## Data extracted from a collection
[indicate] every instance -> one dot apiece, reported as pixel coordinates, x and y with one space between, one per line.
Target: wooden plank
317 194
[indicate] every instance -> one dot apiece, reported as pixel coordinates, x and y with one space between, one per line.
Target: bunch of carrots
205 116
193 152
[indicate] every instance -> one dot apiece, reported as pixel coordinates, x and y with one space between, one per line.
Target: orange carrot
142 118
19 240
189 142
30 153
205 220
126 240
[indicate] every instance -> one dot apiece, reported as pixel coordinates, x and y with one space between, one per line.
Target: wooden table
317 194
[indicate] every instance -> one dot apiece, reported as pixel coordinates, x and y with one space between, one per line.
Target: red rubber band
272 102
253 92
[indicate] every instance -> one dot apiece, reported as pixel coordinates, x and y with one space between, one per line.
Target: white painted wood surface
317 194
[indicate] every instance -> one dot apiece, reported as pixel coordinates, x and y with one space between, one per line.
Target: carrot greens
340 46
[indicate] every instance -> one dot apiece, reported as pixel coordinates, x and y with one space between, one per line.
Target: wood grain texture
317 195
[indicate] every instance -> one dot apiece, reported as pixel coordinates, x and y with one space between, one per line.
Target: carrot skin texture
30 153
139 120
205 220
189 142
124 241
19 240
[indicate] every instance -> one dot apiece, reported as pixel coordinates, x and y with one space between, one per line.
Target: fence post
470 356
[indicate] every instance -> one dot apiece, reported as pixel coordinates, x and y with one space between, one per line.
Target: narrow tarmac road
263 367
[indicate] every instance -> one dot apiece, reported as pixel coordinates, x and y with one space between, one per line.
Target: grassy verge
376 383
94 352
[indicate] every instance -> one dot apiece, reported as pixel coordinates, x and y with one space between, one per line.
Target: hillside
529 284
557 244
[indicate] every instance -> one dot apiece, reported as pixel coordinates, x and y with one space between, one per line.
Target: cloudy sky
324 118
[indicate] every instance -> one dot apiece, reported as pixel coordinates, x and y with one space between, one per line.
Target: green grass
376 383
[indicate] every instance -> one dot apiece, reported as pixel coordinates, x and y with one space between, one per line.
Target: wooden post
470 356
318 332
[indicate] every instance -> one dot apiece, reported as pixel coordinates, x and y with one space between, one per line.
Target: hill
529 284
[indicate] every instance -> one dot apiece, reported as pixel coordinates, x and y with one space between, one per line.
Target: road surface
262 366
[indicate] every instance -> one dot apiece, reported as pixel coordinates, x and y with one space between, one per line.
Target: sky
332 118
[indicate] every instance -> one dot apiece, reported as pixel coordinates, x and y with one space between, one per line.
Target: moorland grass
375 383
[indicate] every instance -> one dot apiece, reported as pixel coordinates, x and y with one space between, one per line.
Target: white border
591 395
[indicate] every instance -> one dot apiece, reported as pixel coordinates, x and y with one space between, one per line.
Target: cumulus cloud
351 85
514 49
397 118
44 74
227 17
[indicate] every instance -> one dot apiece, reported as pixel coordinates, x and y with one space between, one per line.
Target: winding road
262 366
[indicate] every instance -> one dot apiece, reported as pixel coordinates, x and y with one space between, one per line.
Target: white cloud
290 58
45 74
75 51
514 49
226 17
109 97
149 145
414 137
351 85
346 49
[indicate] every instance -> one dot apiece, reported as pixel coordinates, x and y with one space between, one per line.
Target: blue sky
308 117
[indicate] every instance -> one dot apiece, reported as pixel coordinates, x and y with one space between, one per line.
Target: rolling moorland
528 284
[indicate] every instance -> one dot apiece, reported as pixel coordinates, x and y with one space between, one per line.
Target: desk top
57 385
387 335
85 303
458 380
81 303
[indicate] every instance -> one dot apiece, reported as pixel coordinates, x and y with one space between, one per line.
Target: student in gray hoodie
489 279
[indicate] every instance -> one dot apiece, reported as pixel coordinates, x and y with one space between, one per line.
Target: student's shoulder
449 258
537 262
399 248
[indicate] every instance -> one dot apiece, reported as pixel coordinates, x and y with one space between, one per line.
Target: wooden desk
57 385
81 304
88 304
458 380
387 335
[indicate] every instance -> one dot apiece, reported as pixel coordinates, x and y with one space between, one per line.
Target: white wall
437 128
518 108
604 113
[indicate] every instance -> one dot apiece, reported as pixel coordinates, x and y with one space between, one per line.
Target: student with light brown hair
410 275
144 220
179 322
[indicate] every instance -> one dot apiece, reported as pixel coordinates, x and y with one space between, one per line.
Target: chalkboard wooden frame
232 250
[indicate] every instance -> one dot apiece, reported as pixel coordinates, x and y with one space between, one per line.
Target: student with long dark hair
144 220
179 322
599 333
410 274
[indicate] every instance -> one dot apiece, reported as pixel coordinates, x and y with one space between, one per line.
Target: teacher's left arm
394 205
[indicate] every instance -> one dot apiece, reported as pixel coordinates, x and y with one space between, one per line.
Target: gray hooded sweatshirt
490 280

## What you will do
The data are to be transcribed in full, exactly as given.

## Problem solution
[indicate] every instance -> one dot apiece, reported as pixel coordinates, x and y with one space between, one per line.
Target: wooden plank
317 194
[indicate] every instance -> one dot apiece, reported as pixel coordinates, x and y with one space between, one per line.
Target: bunch of carrots
205 116
193 152
[indicate] every instance -> one dot apiece, reported as pixel coordinates, x and y with one space between, one per line.
Target: orange carrot
142 118
19 240
189 142
30 153
205 220
126 240
[indicate] every instance -> one dot apiece, reported as pixel coordinates, x and y with one space between, one per line.
Target: wooden table
317 194
[indicate] every instance -> one dot apiece, reported as pixel coordinates, x and y with one space between, one per line.
Target: red rubber band
272 102
253 92
[indicate] every instance -> one dot apiece, reported as pixel coordinates, x and y with one space between, one per line.
Target: white painted wood surface
317 194
[indicate] every instance -> one dot apiece, reported as pixel coordinates, x and y with one space between, one per line.
Target: carrot greens
340 46
[indicate] every instance -> one dot apiece, reported as pixel coordinates, x and y with one space between, one per line.
Target: wood grain texture
317 195
[indicate] every instance -> one dot apiece, reported as pixel coordinates, x and y with one space between, one per line.
Target: carrot skin texture
30 153
139 120
205 220
189 142
124 241
19 240
[indicate] every instance -> one dot apiece, reported as pixel coordinates, x and y with one space between, one per line.
Target: fence post
470 356
[indicate] every instance -> one dot apiece, reported as pixel coordinates, x and y with one space between, one per line.
Target: narrow tarmac road
263 367
[indicate] every instance -> one dot apiece, reported as pixel coordinates, x and y with one space between, one per line.
Target: grassy verge
376 383
94 352
[indicate] every instance -> one dot apiece, reported as pixel coordinates, x and y with one space between, one per line.
Target: hillside
529 284
557 244
[indicate] every instance -> one dot apiece, reported as pixel coordinates, x and y with one space between, one per line.
Target: cloudy sky
324 118
[indicate] every instance -> one dot apiece, reported as pixel coordinates, x and y with one space between, one per line.
Target: green grass
376 383
[indicate] every instance -> one dot apiece, reported as pixel coordinates, x and y with one space between, one per line.
Target: wooden post
470 356
318 332
[indicate] every instance -> one dot apiece, reported as pixel coordinates, x and y with one space between, one per line.
Target: hill
529 284
[indicate] every instance -> one dot apiece, reported as pixel coordinates, x and y with one space between, one per line.
Target: road surface
262 366
[indicate] every instance -> one dot apiece, reported as pixel coordinates, x and y with one space between, one per line.
Target: sky
332 118
[indicate] every instance -> one dot apiece, reported as pixel coordinates, x and y with one space between, one per line.
Target: moorland grass
375 383
[indicate] every instance -> one dot apiece, reported as pixel coordinates, x and y with one space between, one per line.
Target: white border
591 395
[indicate] every instance -> one dot apiece, reported as pixel coordinates, x and y with one space between, one per line.
Target: cumulus cloud
351 85
514 49
397 118
44 74
227 17
[indicate] every instance -> one dot apiece, reported as pixel coordinates, x and y with one space between, one per line.
Target: winding road
262 366
[indicate] every instance -> one dot apiece, reported as pixel coordinates, x and y with one space between, one per line.
Target: white cloud
290 58
45 74
75 51
514 49
226 17
109 97
149 145
414 137
351 85
346 49
[indicate] every instance -> one dot apiece, reported as pixel coordinates, x and y with one space between, one per line.
Target: blue sky
308 117
[indicate] every instance -> one dot apiece, reported as pixel coordinates, x and y with one space between, one per line.
Target: rolling moorland
528 284
[indicate] every instance -> one dot apiece, reported as pixel coordinates, x and y with one space between, one per line.
Target: desk top
57 385
387 335
85 303
458 380
81 303
[indicate] every instance -> one dot apiece, reported as pixel coordinates, x and y with one space between, one per line.
Target: student in gray hoodie
489 279
[indicate] every instance -> one dot apiece, reported as pixel coordinates, x and y with one space between, one per line.
Target: student's shoulder
449 258
537 262
399 248
[indicate] every instance -> one dot apiece, reported as pixel coordinates, x and y with one space between, one per line.
Target: wooden desk
57 385
81 304
88 304
458 380
387 335
[indicate] every instance -> one dot apiece, reported as pixel coordinates, x and y with one space between, one per line.
Target: white wall
437 128
518 108
604 113
[indicate] every instance -> one dot apiece, reported as pixel coordinates, x and y with one space between, one per line.
Target: student with light brown hair
410 275
144 220
179 322
[indicate] every instance -> one dot apiece, reported as pixel coordinates, x and y with one space between, one per line.
Target: chalkboard wooden frame
232 250
[indicate] every instance -> one dot apiece, reported as pixel coordinates, x and y with one space between, one per line.
Target: student with long dark hair
144 220
179 322
599 333
410 274
[indicate] every instance -> one dot apiece, reported as pixel coordinates, x and y with one space between, one per line.
Target: teacher's left arm
394 205
[indicate] every instance -> one dot apiece, reported as pixel coordinates, x and y with one space between, one per line.
Target: gray hooded sweatshirt
490 280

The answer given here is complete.